start Data provided
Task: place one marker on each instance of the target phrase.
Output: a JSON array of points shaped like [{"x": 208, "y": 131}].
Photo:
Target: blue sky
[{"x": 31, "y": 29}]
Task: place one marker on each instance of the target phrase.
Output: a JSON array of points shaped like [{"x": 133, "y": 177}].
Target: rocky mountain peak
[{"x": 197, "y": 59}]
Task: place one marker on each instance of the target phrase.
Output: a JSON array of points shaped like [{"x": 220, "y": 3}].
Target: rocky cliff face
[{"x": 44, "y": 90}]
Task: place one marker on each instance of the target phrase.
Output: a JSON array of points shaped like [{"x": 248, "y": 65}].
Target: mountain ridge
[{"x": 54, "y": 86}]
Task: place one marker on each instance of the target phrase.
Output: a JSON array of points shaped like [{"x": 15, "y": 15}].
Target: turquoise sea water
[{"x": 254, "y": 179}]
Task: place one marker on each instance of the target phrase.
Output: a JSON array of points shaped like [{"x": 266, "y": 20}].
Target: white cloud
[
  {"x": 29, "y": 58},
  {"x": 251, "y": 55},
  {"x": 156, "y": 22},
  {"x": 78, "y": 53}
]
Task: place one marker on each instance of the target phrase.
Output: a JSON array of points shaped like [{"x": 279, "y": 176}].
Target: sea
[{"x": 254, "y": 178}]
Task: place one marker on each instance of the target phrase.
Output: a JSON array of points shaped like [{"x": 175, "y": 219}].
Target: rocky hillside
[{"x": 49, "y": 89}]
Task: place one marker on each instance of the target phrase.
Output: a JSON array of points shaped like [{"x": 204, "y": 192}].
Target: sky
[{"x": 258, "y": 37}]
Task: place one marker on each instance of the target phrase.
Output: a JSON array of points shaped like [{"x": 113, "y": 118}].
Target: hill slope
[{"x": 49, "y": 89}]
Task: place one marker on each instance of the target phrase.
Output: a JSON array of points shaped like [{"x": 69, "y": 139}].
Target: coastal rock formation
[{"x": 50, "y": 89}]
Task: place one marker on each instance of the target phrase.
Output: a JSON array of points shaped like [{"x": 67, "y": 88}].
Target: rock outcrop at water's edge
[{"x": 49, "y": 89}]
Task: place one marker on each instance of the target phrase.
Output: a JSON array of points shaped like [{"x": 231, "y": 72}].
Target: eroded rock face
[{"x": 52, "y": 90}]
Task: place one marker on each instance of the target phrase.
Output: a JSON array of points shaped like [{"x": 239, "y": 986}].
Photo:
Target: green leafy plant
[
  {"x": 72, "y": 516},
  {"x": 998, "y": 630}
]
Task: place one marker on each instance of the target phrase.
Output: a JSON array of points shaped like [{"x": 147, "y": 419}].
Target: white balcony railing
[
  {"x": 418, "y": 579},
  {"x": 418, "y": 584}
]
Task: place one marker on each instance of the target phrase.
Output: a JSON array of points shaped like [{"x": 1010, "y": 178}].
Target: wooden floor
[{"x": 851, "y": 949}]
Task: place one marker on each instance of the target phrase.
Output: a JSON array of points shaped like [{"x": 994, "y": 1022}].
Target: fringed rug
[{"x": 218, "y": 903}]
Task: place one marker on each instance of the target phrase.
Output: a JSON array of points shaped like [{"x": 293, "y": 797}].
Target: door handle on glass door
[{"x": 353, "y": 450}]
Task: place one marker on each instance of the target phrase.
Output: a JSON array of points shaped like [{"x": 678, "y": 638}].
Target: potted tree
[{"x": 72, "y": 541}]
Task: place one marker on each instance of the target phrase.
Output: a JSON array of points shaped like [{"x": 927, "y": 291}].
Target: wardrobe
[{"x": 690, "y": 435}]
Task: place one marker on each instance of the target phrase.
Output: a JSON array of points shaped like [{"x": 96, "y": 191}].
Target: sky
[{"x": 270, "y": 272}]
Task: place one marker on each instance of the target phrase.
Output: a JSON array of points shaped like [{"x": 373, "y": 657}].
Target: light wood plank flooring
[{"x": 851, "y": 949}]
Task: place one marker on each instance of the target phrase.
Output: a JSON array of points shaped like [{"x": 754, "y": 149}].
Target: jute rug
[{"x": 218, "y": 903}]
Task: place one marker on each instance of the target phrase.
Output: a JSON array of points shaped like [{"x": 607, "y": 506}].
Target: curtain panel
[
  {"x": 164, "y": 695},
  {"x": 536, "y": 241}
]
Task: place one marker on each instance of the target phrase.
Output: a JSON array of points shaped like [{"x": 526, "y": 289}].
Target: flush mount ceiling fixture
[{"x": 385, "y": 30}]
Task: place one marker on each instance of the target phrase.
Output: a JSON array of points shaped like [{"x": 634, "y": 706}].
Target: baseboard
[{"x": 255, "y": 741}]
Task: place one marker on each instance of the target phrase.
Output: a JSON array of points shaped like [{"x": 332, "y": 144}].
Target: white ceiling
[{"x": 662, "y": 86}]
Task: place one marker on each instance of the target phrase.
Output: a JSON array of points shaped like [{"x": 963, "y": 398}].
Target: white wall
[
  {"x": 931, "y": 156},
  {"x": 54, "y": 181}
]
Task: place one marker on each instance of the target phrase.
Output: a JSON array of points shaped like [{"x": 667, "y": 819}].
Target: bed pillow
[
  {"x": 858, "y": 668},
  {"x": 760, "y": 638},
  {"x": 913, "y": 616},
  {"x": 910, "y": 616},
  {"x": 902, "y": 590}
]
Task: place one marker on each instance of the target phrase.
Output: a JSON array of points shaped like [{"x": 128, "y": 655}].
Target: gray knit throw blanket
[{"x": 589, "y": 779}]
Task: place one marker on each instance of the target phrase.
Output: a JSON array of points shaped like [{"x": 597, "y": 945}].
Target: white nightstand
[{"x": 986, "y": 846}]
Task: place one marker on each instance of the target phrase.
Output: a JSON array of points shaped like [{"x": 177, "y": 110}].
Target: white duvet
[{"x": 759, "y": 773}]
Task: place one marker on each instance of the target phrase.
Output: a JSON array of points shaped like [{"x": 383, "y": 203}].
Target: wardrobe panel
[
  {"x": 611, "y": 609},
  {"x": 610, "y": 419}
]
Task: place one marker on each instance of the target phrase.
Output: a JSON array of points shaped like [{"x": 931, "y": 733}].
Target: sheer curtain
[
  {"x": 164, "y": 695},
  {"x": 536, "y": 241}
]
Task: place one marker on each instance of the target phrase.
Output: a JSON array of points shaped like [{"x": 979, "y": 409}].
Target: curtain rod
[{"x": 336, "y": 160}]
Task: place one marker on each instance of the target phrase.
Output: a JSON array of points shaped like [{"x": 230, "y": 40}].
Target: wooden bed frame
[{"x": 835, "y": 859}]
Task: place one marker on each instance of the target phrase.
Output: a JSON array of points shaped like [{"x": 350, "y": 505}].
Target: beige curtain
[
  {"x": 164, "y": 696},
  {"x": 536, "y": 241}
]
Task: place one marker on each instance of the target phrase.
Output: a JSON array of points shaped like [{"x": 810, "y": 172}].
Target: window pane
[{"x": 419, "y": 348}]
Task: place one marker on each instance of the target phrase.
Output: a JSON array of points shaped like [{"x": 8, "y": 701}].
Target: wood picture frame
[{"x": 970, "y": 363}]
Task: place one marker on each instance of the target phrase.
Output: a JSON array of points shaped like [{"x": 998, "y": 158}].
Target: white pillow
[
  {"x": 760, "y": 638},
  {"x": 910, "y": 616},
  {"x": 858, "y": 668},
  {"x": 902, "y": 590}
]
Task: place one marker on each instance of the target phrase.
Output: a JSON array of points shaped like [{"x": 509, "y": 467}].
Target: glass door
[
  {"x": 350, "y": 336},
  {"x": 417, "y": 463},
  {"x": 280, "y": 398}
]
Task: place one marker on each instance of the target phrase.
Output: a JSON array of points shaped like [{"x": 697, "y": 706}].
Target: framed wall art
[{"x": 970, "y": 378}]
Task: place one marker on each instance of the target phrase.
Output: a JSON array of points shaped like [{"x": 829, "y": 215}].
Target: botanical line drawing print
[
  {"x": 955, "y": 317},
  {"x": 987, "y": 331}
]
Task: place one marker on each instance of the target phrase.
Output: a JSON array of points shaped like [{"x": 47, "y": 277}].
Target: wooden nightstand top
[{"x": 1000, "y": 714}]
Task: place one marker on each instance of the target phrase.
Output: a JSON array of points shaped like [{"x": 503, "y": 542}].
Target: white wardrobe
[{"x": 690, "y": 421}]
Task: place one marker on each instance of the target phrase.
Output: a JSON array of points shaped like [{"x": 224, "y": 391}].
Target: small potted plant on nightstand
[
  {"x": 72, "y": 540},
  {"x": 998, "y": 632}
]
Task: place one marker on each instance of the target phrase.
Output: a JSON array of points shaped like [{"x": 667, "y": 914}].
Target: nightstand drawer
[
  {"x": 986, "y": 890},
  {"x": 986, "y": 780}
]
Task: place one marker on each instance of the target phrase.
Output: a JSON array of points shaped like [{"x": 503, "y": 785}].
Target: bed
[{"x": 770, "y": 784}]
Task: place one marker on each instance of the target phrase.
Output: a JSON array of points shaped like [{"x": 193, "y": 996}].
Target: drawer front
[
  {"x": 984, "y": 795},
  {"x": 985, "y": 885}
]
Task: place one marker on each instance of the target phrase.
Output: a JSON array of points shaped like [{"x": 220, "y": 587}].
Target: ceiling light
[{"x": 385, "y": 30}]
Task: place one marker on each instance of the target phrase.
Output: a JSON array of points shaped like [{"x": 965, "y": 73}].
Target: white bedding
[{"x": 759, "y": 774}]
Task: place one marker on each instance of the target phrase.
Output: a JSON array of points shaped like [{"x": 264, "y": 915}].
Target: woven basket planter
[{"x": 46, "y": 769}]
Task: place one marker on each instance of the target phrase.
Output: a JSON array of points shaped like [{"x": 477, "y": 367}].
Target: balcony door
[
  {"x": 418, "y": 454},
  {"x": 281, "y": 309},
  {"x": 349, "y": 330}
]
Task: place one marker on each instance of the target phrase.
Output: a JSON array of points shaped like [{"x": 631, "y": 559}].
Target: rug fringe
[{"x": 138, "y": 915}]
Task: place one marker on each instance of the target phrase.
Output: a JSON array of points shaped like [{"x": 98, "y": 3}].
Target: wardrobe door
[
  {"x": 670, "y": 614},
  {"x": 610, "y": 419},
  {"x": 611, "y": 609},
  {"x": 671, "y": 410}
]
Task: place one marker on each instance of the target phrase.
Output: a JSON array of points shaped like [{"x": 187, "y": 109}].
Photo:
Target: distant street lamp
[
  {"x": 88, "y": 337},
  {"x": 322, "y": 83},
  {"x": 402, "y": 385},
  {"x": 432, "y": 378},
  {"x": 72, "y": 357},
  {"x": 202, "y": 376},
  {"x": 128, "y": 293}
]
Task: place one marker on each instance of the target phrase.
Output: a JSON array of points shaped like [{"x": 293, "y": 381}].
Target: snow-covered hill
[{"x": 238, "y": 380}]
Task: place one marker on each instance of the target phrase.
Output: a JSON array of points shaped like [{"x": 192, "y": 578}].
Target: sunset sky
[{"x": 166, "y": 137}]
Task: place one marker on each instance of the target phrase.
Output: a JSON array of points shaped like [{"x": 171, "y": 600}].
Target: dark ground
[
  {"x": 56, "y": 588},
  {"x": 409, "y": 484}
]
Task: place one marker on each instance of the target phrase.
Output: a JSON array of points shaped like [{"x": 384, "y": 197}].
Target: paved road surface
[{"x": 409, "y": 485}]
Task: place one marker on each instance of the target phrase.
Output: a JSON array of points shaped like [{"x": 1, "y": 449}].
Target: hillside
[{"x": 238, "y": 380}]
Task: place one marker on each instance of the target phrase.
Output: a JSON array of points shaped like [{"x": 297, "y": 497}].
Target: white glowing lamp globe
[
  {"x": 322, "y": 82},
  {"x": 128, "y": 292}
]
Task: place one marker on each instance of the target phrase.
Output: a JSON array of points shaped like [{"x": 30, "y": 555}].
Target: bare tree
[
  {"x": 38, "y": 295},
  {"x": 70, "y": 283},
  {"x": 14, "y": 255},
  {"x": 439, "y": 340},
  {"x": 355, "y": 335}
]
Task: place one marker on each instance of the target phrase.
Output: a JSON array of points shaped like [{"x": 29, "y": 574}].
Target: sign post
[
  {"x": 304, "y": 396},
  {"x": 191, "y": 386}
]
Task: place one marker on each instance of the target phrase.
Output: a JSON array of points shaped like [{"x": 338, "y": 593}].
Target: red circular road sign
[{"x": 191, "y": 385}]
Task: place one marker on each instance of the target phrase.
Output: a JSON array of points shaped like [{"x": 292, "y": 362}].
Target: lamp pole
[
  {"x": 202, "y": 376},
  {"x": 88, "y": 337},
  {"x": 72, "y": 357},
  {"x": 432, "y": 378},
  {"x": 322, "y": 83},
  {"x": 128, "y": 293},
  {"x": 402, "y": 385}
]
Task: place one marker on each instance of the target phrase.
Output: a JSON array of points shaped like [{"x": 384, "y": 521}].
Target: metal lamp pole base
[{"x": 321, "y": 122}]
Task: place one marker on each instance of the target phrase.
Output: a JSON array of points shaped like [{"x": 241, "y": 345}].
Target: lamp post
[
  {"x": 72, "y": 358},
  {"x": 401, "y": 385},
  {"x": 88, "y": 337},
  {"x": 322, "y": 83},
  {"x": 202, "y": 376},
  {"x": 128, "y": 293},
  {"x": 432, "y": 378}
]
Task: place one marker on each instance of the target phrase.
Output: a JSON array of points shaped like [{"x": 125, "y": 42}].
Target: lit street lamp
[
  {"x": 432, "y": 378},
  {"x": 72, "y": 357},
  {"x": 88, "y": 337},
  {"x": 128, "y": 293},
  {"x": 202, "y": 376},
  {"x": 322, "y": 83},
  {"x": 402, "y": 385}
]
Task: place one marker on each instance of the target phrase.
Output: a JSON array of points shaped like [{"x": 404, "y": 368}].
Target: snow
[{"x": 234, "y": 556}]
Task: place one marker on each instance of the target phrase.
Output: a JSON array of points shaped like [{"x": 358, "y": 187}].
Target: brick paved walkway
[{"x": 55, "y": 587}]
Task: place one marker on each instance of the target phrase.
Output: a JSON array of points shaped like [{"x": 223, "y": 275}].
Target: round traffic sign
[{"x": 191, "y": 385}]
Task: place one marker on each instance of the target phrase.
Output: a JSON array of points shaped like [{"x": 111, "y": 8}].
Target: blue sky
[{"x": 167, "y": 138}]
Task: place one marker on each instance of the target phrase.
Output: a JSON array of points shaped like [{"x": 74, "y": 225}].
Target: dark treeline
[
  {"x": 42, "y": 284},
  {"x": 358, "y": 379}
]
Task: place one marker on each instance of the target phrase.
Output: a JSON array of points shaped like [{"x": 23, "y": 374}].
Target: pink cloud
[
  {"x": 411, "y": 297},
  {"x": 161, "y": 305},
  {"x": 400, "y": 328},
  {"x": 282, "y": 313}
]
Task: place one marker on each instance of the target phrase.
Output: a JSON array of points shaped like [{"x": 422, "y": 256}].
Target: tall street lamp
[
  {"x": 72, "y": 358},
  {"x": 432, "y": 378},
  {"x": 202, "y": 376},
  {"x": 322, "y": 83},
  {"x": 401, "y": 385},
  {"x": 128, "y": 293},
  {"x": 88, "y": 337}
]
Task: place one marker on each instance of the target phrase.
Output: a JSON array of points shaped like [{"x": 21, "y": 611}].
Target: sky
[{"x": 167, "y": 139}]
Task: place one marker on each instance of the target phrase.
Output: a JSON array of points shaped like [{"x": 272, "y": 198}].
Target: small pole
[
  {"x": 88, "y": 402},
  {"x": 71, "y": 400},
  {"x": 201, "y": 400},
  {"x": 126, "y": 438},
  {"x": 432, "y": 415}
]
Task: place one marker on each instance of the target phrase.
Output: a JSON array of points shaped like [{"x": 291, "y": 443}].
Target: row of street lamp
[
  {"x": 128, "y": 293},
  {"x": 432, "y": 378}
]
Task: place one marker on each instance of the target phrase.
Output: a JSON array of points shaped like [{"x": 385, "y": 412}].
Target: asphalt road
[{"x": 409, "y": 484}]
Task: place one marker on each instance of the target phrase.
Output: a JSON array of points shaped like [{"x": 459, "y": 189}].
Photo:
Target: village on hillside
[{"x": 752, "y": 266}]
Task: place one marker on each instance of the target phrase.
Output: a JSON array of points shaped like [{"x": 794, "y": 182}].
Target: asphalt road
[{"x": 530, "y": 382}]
end Data provided
**Stated task:** Pull out every line in the rows above that contains the string "street".

**Solution for this exercise:**
Target: distant street lamp
Target: lit street lamp
Target: tall street lamp
Target: row of street lamp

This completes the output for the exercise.